YOUR GOAL: Count the lines in the rows below that contain the string "wooden", with case significant. Reply with only the number.

RECORDS FOR THIS TASK:
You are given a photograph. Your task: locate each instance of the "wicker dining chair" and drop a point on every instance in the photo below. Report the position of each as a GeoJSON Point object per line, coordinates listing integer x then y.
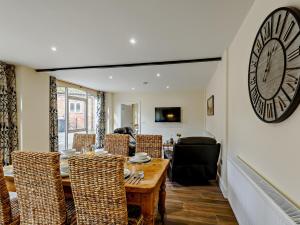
{"type": "Point", "coordinates": [117, 144]}
{"type": "Point", "coordinates": [97, 183]}
{"type": "Point", "coordinates": [83, 140]}
{"type": "Point", "coordinates": [151, 144]}
{"type": "Point", "coordinates": [9, 207]}
{"type": "Point", "coordinates": [40, 191]}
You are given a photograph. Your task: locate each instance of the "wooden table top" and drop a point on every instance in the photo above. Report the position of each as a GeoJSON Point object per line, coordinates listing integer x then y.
{"type": "Point", "coordinates": [153, 171]}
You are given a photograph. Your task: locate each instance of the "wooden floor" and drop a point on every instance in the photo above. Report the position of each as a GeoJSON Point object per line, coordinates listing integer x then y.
{"type": "Point", "coordinates": [201, 205]}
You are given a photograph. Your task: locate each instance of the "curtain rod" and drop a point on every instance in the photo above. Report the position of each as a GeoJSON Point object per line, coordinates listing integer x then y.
{"type": "Point", "coordinates": [171, 62]}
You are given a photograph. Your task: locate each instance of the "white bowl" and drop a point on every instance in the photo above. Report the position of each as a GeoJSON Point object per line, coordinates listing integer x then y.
{"type": "Point", "coordinates": [68, 152]}
{"type": "Point", "coordinates": [141, 155]}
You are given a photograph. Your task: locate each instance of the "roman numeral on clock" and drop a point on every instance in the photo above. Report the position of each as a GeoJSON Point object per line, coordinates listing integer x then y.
{"type": "Point", "coordinates": [259, 46]}
{"type": "Point", "coordinates": [289, 30]}
{"type": "Point", "coordinates": [282, 104]}
{"type": "Point", "coordinates": [260, 106]}
{"type": "Point", "coordinates": [254, 63]}
{"type": "Point", "coordinates": [278, 22]}
{"type": "Point", "coordinates": [267, 31]}
{"type": "Point", "coordinates": [294, 54]}
{"type": "Point", "coordinates": [270, 110]}
{"type": "Point", "coordinates": [292, 81]}
{"type": "Point", "coordinates": [254, 95]}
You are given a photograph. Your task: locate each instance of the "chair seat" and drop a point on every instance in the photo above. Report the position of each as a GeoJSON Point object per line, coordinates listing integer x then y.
{"type": "Point", "coordinates": [15, 212]}
{"type": "Point", "coordinates": [71, 212]}
{"type": "Point", "coordinates": [135, 216]}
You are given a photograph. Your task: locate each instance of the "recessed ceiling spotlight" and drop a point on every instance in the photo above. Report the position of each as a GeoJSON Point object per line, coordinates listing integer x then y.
{"type": "Point", "coordinates": [132, 41]}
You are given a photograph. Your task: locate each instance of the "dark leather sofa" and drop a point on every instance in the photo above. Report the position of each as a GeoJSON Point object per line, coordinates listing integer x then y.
{"type": "Point", "coordinates": [194, 160]}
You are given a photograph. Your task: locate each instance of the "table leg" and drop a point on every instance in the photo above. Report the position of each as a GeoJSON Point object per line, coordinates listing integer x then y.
{"type": "Point", "coordinates": [162, 199]}
{"type": "Point", "coordinates": [147, 206]}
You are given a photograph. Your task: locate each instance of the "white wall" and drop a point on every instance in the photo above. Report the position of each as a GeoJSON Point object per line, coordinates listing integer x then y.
{"type": "Point", "coordinates": [191, 102]}
{"type": "Point", "coordinates": [217, 124]}
{"type": "Point", "coordinates": [271, 149]}
{"type": "Point", "coordinates": [109, 112]}
{"type": "Point", "coordinates": [33, 109]}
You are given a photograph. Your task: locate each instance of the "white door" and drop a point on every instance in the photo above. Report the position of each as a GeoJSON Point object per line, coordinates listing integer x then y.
{"type": "Point", "coordinates": [126, 116]}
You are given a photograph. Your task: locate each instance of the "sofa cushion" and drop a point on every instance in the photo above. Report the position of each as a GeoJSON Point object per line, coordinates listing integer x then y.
{"type": "Point", "coordinates": [197, 141]}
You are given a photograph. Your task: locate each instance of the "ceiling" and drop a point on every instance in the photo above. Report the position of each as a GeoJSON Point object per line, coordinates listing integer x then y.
{"type": "Point", "coordinates": [97, 32]}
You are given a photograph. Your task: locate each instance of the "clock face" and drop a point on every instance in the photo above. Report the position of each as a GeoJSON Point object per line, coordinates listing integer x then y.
{"type": "Point", "coordinates": [274, 68]}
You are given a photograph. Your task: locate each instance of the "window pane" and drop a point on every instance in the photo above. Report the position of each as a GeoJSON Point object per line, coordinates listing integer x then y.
{"type": "Point", "coordinates": [78, 107]}
{"type": "Point", "coordinates": [76, 93]}
{"type": "Point", "coordinates": [70, 138]}
{"type": "Point", "coordinates": [92, 114]}
{"type": "Point", "coordinates": [61, 112]}
{"type": "Point", "coordinates": [77, 119]}
{"type": "Point", "coordinates": [72, 107]}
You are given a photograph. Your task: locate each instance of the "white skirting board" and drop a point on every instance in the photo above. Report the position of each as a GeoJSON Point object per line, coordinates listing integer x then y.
{"type": "Point", "coordinates": [255, 201]}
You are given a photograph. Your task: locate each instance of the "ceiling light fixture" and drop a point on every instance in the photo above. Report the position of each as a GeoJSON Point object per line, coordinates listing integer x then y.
{"type": "Point", "coordinates": [132, 41]}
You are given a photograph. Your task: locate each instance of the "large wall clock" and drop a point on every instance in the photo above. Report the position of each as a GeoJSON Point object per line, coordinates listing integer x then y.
{"type": "Point", "coordinates": [274, 68]}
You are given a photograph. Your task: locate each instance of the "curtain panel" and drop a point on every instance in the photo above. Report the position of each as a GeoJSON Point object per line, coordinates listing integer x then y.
{"type": "Point", "coordinates": [101, 120]}
{"type": "Point", "coordinates": [53, 118]}
{"type": "Point", "coordinates": [8, 112]}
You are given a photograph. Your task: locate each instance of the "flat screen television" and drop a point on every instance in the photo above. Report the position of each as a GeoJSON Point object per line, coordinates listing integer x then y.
{"type": "Point", "coordinates": [168, 114]}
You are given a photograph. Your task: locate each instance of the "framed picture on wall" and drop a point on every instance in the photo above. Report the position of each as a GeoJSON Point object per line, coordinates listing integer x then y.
{"type": "Point", "coordinates": [210, 106]}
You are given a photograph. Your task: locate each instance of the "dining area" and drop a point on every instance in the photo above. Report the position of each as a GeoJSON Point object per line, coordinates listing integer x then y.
{"type": "Point", "coordinates": [86, 185]}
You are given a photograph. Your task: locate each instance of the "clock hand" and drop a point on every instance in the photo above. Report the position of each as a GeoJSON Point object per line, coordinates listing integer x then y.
{"type": "Point", "coordinates": [272, 52]}
{"type": "Point", "coordinates": [267, 66]}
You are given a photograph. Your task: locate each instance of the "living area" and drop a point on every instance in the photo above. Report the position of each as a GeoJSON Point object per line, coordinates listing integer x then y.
{"type": "Point", "coordinates": [150, 112]}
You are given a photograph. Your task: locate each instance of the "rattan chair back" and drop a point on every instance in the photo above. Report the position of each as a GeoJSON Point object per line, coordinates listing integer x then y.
{"type": "Point", "coordinates": [117, 144]}
{"type": "Point", "coordinates": [98, 189]}
{"type": "Point", "coordinates": [151, 144]}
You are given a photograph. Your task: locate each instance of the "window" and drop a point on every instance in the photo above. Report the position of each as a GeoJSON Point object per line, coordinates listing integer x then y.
{"type": "Point", "coordinates": [80, 116]}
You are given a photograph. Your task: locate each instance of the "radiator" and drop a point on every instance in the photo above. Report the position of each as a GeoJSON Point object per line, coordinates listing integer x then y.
{"type": "Point", "coordinates": [254, 200]}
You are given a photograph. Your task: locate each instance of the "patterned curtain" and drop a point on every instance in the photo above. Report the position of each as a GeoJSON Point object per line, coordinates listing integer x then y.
{"type": "Point", "coordinates": [101, 120]}
{"type": "Point", "coordinates": [8, 112]}
{"type": "Point", "coordinates": [53, 119]}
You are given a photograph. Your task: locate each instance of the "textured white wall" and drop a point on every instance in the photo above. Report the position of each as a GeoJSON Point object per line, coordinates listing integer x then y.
{"type": "Point", "coordinates": [33, 109]}
{"type": "Point", "coordinates": [217, 124]}
{"type": "Point", "coordinates": [191, 102]}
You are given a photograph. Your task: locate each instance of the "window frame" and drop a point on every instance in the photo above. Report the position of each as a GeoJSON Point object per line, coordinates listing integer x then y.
{"type": "Point", "coordinates": [67, 112]}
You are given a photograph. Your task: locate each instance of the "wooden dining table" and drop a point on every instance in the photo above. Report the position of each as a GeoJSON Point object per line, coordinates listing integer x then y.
{"type": "Point", "coordinates": [149, 193]}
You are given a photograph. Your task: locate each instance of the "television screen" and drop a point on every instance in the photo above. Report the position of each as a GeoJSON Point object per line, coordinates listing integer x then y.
{"type": "Point", "coordinates": [167, 114]}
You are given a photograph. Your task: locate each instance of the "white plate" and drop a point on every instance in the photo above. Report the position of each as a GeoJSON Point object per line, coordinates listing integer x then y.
{"type": "Point", "coordinates": [127, 172]}
{"type": "Point", "coordinates": [137, 160]}
{"type": "Point", "coordinates": [63, 174]}
{"type": "Point", "coordinates": [100, 151]}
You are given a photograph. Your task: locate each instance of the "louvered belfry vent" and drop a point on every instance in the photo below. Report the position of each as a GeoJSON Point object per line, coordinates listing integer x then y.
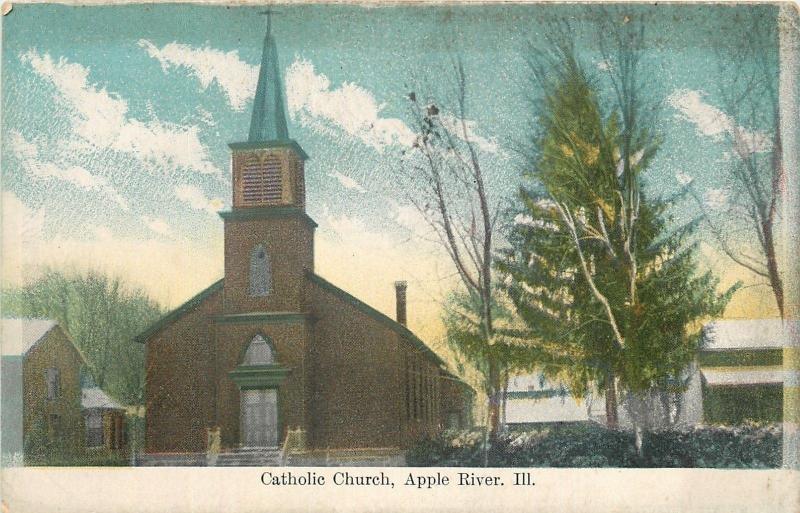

WORKED ANSWER: 3